JOB =
Starting at the line that contains "Return the outline of every instance of the number" and stopping after the line that contains "139 38 L 138", reproduce these lines in full, requests included, scaling every outline coordinate in the answers by 0.9 and rounding to whole numbers with halves rounded up. Keep the numbers in the requests and their format samples unchanged.

EXCERPTED RECORDS =

· · · ·

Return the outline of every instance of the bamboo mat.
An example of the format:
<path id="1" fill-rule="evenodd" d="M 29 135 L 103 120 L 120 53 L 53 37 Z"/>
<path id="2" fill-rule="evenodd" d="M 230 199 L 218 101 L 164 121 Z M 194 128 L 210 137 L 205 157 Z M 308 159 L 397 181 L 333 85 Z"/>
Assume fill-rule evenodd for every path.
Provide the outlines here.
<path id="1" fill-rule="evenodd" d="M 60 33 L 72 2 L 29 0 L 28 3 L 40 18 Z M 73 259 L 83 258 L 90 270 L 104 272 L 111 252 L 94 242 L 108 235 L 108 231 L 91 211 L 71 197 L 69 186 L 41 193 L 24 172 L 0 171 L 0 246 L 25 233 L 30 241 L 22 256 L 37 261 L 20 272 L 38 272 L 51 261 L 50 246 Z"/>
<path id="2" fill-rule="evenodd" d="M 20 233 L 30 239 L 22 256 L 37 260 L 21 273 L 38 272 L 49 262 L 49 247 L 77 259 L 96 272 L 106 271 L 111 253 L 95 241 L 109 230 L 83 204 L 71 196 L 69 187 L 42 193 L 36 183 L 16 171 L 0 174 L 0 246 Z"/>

· · · ·

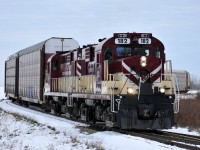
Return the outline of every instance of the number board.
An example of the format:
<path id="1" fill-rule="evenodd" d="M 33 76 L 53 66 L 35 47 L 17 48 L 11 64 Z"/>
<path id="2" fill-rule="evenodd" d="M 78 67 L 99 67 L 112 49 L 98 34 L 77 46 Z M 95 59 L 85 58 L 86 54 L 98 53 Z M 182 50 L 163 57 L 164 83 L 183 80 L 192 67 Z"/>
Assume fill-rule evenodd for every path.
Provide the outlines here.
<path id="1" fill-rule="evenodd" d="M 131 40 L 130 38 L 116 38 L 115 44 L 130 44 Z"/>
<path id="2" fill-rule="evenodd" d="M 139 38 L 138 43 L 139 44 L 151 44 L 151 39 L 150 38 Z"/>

· · · ·

EXERCISE RESULT =
Return the outline of every instance of the number board.
An example of the format:
<path id="1" fill-rule="evenodd" d="M 33 76 L 53 66 L 35 47 L 17 48 L 11 64 Z"/>
<path id="2" fill-rule="evenodd" d="M 78 67 L 99 67 L 112 49 L 98 34 L 77 46 Z M 95 59 L 85 58 L 86 54 L 98 53 Z M 182 50 L 163 57 L 164 83 L 183 80 L 192 67 Z"/>
Assume fill-rule evenodd for every path.
Provide the outlines here.
<path id="1" fill-rule="evenodd" d="M 118 36 L 117 34 L 104 34 L 104 40 L 117 40 Z"/>
<path id="2" fill-rule="evenodd" d="M 125 34 L 124 39 L 125 40 L 136 40 L 136 35 L 135 34 Z"/>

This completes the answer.